----- Data provided

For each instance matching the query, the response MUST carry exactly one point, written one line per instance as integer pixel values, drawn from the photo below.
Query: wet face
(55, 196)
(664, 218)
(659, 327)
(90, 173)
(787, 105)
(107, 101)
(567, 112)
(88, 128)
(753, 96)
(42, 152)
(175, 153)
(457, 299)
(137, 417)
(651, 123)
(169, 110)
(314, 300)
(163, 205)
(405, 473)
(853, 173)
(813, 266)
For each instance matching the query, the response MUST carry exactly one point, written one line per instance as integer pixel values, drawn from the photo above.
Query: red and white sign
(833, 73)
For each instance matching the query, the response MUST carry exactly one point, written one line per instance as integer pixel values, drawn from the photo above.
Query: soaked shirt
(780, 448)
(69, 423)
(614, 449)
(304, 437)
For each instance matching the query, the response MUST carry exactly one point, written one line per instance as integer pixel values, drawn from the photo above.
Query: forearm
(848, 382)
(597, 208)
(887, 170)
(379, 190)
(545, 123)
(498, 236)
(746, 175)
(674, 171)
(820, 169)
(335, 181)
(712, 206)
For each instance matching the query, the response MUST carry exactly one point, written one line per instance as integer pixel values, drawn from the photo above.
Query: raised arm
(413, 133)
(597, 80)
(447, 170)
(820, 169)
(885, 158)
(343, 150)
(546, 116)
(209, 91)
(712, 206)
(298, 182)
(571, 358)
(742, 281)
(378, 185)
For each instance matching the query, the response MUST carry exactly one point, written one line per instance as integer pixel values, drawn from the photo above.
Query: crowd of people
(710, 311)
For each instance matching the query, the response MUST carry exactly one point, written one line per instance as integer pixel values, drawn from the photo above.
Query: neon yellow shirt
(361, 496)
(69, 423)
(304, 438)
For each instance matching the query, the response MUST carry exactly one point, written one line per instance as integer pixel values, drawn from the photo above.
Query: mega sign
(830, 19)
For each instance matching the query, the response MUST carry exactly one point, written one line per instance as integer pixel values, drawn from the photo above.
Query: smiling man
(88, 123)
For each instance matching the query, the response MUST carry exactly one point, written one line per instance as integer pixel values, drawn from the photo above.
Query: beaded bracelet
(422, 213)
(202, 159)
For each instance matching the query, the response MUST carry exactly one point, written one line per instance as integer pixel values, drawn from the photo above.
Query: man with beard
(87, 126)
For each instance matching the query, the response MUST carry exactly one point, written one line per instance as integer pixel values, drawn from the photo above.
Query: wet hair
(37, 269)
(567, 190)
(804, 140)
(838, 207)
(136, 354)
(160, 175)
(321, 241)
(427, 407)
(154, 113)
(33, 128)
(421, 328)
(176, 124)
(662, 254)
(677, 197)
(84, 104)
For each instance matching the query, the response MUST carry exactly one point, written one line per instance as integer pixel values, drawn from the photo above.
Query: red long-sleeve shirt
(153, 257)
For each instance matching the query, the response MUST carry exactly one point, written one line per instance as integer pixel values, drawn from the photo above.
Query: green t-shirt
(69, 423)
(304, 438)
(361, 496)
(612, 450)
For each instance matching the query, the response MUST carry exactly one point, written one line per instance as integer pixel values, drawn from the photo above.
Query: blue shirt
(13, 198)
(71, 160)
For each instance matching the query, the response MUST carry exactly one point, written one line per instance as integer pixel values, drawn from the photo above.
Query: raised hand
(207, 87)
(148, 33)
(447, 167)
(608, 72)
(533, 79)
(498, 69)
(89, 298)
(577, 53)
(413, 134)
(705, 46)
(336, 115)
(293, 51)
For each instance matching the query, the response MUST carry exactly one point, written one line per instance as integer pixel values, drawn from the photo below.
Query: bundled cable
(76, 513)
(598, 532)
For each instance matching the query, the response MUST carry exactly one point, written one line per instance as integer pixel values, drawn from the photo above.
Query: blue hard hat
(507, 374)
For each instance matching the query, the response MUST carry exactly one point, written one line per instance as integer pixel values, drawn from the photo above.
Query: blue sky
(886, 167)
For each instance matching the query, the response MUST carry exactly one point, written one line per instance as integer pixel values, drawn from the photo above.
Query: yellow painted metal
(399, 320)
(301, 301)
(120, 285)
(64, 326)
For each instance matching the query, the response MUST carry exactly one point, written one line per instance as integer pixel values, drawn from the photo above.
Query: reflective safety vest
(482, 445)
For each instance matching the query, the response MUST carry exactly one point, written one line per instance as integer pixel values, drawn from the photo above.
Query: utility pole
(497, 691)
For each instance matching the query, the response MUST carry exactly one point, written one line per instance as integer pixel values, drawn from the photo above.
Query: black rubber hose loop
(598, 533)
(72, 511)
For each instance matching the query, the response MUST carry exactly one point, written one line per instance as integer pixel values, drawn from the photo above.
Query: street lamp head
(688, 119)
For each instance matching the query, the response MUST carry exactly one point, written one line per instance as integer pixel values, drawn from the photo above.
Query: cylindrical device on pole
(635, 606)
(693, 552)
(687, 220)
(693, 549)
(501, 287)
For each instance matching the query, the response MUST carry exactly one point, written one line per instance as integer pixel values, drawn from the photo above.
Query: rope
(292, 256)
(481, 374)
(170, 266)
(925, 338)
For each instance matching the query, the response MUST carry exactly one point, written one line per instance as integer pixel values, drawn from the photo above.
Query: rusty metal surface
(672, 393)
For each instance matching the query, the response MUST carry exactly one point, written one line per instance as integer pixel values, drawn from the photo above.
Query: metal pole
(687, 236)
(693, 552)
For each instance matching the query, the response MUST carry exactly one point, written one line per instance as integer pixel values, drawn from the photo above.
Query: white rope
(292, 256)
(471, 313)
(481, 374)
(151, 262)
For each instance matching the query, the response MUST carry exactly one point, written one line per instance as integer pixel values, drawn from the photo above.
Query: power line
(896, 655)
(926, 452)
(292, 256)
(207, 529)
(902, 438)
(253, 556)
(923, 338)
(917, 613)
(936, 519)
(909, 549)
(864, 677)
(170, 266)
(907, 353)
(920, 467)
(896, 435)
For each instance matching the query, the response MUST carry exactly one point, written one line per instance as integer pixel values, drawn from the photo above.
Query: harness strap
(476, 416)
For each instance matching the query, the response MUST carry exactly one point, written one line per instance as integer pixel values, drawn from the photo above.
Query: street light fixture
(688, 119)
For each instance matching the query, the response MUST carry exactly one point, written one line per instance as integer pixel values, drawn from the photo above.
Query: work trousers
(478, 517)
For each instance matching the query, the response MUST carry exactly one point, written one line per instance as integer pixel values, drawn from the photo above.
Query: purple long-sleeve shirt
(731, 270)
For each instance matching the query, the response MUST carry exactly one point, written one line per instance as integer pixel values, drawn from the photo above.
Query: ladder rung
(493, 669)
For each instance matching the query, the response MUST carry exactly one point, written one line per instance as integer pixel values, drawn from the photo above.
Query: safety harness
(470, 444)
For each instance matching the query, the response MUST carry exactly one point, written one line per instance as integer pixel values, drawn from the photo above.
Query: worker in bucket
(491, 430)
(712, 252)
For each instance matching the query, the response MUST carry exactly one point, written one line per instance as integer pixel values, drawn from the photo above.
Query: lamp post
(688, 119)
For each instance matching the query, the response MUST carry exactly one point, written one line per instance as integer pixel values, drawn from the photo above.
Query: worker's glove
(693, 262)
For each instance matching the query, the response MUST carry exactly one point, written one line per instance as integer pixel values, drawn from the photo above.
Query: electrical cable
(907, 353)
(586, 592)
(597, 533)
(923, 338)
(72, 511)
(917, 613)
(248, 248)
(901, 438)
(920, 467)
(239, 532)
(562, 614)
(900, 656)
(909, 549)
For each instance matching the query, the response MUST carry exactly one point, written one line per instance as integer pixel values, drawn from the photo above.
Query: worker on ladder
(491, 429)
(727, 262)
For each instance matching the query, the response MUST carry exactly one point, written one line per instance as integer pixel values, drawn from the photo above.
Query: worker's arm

----------

→ Task brief: Please restate the whole listing word for word.

→ Full solution:
For each instance matching the query, the response MUST carry exactly one point, written one line per instance as integer pixel values, drawn from the photo below.
Query: wet face
(55, 196)
(664, 218)
(659, 327)
(90, 173)
(787, 105)
(107, 101)
(567, 112)
(88, 128)
(753, 96)
(42, 152)
(175, 153)
(457, 299)
(137, 417)
(651, 123)
(169, 110)
(314, 300)
(163, 205)
(405, 473)
(853, 173)
(813, 266)
For each instance matching the query, the response MUST carry exactly one point, written one line per instance as integer pixel values, drawn from the photo above.
Query: red and white sign
(833, 73)
For each instance matching the query, the response MUST carry exactly one point, written one line per instance as integer pixel values, drawn from the photo above.
Query: soaked shirt
(780, 448)
(69, 423)
(614, 449)
(304, 437)
For each instance matching the query, the response MUST carry exactly one point, written one line per instance as integer pixel values, drawn from the photo above.
Query: forearm
(848, 382)
(597, 208)
(887, 170)
(379, 190)
(545, 123)
(498, 236)
(746, 175)
(674, 171)
(820, 169)
(335, 181)
(712, 206)
For each instance matching the query, the response MUST carry exactly one point, written one line per instance as integer pixel values, drawn from the photo above.
Query: raised arm
(413, 133)
(597, 80)
(447, 170)
(820, 169)
(885, 158)
(343, 150)
(546, 116)
(209, 91)
(712, 206)
(298, 182)
(571, 358)
(742, 281)
(378, 185)
For each instance matching the query, the response MUST carry exactly one point, written one line per instance as integer pixel values, drawn from the photo above.
Query: crowd of people
(710, 311)
For each instance matching the query, the response MUST carry exactly one point, written one line per instance as integer pixel values, drawn from the photo above.
Query: neon yellow shirt
(361, 496)
(69, 423)
(304, 438)
For each instance matching the query, the response MUST carry exactly one point, written one line per instance as integer pixel values, drawn from the photo above.
Query: mega sign
(830, 19)
For each instance matching the query, the response MUST carry exactly one point, written one line per instance as integer pixel values, drawn from the photo above.
Query: smiling man
(88, 123)
For each instance matching the query, the response MUST carry exactly one point, written one line per instance as integer pixel values, drawn from the photo above.
Query: beaded bracelet
(422, 213)
(202, 159)
For each instance matching the query, the response MUST carry exactly one point, written one line per instance as integer pixel values, drawn from the photo above.
Query: man with beard
(87, 126)
For each instance matching the query, the response MUST carry exactly one point, written one line per instance as integer pixel values, drawn from the photo above.
Query: wet hair
(37, 269)
(567, 190)
(804, 140)
(838, 207)
(136, 354)
(160, 175)
(321, 241)
(427, 407)
(154, 113)
(33, 128)
(421, 328)
(176, 124)
(662, 254)
(677, 197)
(84, 104)
For each instance matching the query, the response MUST carry exactly one point, written one line per instance as integer pixel values, drawn from the photo above.
Query: red long-sleeve shirt
(153, 257)
For each instance matching the query, the response MUST carry exactly one point, written one line per instance as integer pixel values, drawn from the photo above.
Query: green t-shirt
(69, 423)
(304, 438)
(361, 496)
(612, 450)
For each instance matching the query, the response MUST carry exactly one point, written one line per instance as integer pixel values, drawn from the photo above.
Query: blue shirt
(13, 198)
(71, 160)
For each instance matching the query, the response MUST carry exactly one point, written one line per instance as integer pixel values, drawn from the photo above.
Query: raised hand
(207, 87)
(148, 33)
(447, 167)
(608, 72)
(533, 79)
(498, 69)
(89, 298)
(577, 53)
(413, 134)
(705, 46)
(336, 115)
(293, 51)
For each instance matching the query, the response MUST carry exactly one point, written one line per instance as integer pixel values, drawn from the photo below.
Query: bundled cable
(76, 513)
(598, 532)
For each instance matching the query, the response MUST carry exactly one point, written one line per instance as integer pixel values, drawn from the photo above.
Query: blue hard hat
(507, 374)
For each instance matching the query, the response MUST carry exactly one point, written one line per instance as integer pixel values, drawn from the photo above.
Query: blue sky
(886, 167)
For each instance matching the query, the response MUST carry exactly one point, written one line per instance as integer pixel values, drawn from the photo above.
Query: yellow painted metal
(399, 320)
(301, 301)
(120, 285)
(64, 326)
For each instance matching the query, the response MUST carry exactly one point, written one line per instance as integer pixel values, drawn from the photo above.
Query: reflective safety vest
(482, 445)
For each instance matching the query, the response MUST carry exactly one point, written one line per instance as integer pixel values, drawn from the photo above.
Query: utility pole
(497, 691)
For each instance matching the query, the response MUST carry exactly one point, written one line per instance as integer pixel values, drawn from the photo above.
Query: black rubber hose loop
(598, 533)
(72, 511)
For each instance matching the query, the response MUST carry exactly one point, written one line per instance as integer pixel values, drawn from the photo above.
Query: street lamp head
(688, 119)
For each instance matching the query, the response MUST carry exactly one point, written one line per instance as integer pixel values, drawn from the photo above.
Query: cylindrical device on pole
(635, 606)
(693, 552)
(687, 220)
(693, 549)
(501, 287)
For each instance matching the query, the response MUST carry exactly one point, written one line per instance as integer pixel values, drawn from the photo above.
Query: rope
(292, 256)
(481, 374)
(170, 266)
(925, 338)
For each instance matching the query, the response MUST carry exactly one point, written one line per instance as integer pixel values, drawn from the photo above.
Query: rusty metal surface
(672, 393)
For each instance matching the query, the response MUST carry exactly one point, written one line per instance as integer pixel values, drawn from the photo above.
Query: metal pole
(687, 236)
(693, 552)
For each instance matching the query, the response MUST carry exactly one point, written one line per instance as integer pixel values, drawn from the photo above.
Query: white rope
(292, 256)
(471, 313)
(481, 374)
(151, 262)
For each instance matching the query, the response MUST carry exactly one point, written one line per instance as integer pixel values, drawn from the photo above.
Query: power line
(896, 655)
(926, 452)
(292, 256)
(207, 529)
(902, 438)
(253, 556)
(923, 338)
(917, 613)
(936, 519)
(909, 549)
(864, 677)
(170, 266)
(907, 353)
(920, 467)
(896, 435)
For each instance matching the query, the response MUST carry exactly one point, written one line per instance as integer pixel values, drawn from the photo above.
Query: harness strap
(476, 416)
For each instance matching the query, the response MUST carry exactly one point, written one line per instance as integer pixel values, drawn from the photo above.
Query: street light fixture
(688, 119)
For each instance matching the query, the response MUST carry exactly one point, written one line per instance as integer pixel values, drawn from the photo above.
Query: work trousers
(478, 517)
For each instance matching the query, the response MUST carry exactly one point, written one line per instance as integer pixel values, drawn from the photo above.
Query: purple long-sleeve shirt
(731, 270)
For each instance matching the query, the response MUST carry exactly one point, written one line per instance as integer pixel values, drawn from the photo above.
Query: ladder rung
(493, 669)
For each instance matching the query, the response MUST carry exactly one point, written one line per instance as integer pixel values, drawn from the photo above.
Query: safety harness
(470, 444)
For each instance matching the query, the response MUST carry exactly one point, written one line per instance as integer pixel values, drawn from the photo above.
Query: worker in bucket
(491, 430)
(712, 252)
For each instance matching the query, the response MUST carry exactly one point, written one line per instance as integer pixel values, drawn from the photo above.
Query: lamp post
(688, 119)
For each instance matching the query, the response MUST carry exactly one point, written one line per instance as integer pixel values, drawn from the photo above.
Query: worker's glove
(693, 262)
For each instance matching the query, the response MUST carry exactly one point, written one line per instance as integer pixel values, drawn from the photo above.
Query: electrical cable
(907, 353)
(586, 592)
(597, 533)
(923, 338)
(72, 511)
(917, 613)
(248, 248)
(901, 438)
(920, 467)
(239, 532)
(562, 614)
(900, 656)
(909, 549)
For each instance matching the query, the response MUST carry exactly one point, written one line per instance as integer pixel values, drawn from the photo above.
Query: worker on ladder
(491, 429)
(727, 262)
For each instance matching the query, the response MUST carry exactly one point, written one line per instance as integer pixel values, drawn from the photo above.
Query: worker's arm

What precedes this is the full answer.